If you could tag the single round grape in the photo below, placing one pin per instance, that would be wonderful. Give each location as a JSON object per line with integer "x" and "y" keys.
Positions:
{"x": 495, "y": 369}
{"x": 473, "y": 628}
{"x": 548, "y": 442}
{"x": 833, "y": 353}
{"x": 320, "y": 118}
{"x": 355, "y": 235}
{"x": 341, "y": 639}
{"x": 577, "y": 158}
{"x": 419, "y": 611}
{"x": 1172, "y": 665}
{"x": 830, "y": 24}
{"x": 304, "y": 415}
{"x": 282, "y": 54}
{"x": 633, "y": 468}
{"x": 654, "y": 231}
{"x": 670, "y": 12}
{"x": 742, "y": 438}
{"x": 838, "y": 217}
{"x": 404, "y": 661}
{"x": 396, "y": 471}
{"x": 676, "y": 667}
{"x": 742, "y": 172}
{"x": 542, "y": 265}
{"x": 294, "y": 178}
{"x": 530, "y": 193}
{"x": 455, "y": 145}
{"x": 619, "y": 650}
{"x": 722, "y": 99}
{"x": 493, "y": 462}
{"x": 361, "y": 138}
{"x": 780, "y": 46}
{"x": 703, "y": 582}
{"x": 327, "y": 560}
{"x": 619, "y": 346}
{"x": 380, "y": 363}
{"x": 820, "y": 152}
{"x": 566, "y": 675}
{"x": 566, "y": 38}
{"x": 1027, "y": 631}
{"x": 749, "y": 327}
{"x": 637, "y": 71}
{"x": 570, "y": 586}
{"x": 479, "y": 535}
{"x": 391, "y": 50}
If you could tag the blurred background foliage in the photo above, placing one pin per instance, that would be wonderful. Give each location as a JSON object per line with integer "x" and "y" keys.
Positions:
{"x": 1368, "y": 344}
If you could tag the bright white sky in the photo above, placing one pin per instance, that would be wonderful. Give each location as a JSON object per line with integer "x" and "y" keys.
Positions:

######

→ STATED PROBLEM
Render every line of the listing above as a JSON list of strings, with one string per line and blank lines omitted.

→ OUTPUT BELOW
[
  "If you could tag the single round grape in the photo below, placing one pin per instance, that would be wonderful. Give each location as a JSON object per line with integer \"x\" and \"y\" keys.",
  "Positions:",
  "{\"x\": 495, \"y\": 369}",
  "{\"x\": 473, \"y\": 628}",
  "{\"x\": 548, \"y\": 442}",
  "{\"x\": 833, \"y\": 353}",
  "{\"x\": 320, \"y\": 118}",
  "{\"x\": 355, \"y\": 235}",
  "{\"x\": 341, \"y\": 639}",
  "{\"x\": 577, \"y\": 158}",
  "{\"x\": 419, \"y\": 611}",
  "{\"x\": 1172, \"y\": 665}",
  "{\"x\": 830, \"y\": 24}",
  "{\"x\": 304, \"y\": 415}",
  "{\"x\": 282, \"y\": 54}",
  "{\"x\": 633, \"y\": 468}",
  "{\"x\": 654, \"y\": 231}",
  "{\"x\": 670, \"y\": 12}",
  "{\"x\": 742, \"y\": 438}",
  "{\"x\": 838, \"y\": 217}",
  "{\"x\": 404, \"y\": 661}",
  "{\"x\": 396, \"y\": 471}",
  "{\"x\": 676, \"y\": 667}",
  "{\"x\": 742, \"y\": 172}",
  "{\"x\": 542, \"y\": 265}",
  "{\"x\": 294, \"y\": 178}",
  "{\"x\": 530, \"y\": 193}",
  "{\"x\": 455, \"y\": 145}",
  "{\"x\": 619, \"y\": 650}",
  "{\"x\": 722, \"y\": 99}",
  "{\"x\": 493, \"y\": 462}",
  "{\"x\": 361, \"y\": 138}",
  "{\"x\": 780, \"y\": 46}",
  "{\"x\": 703, \"y\": 582}",
  "{\"x\": 327, \"y\": 560}",
  "{\"x\": 619, \"y\": 346}",
  "{\"x\": 380, \"y\": 363}",
  "{\"x\": 820, \"y\": 152}",
  "{\"x\": 566, \"y\": 675}",
  "{\"x\": 566, \"y\": 38}",
  "{\"x\": 1027, \"y\": 631}",
  "{\"x\": 749, \"y\": 327}",
  "{\"x\": 637, \"y\": 71}",
  "{\"x\": 570, \"y\": 586}",
  "{\"x\": 479, \"y\": 535}",
  "{\"x\": 391, \"y\": 50}",
  "If you could tag the blurred background foliage in the photo above, placing one pin per instance, that would be wonderful. Give each location as a JSON object per line with integer \"x\" and \"y\" keys.",
  "Positions:",
  "{\"x\": 1368, \"y\": 344}",
  "If you could tag the bright white sky in the photo above, placing one pin per instance, that would be wonderful. Give each location as a JSON object per line with integer \"x\" and \"y\" keys.",
  "Positions:"
]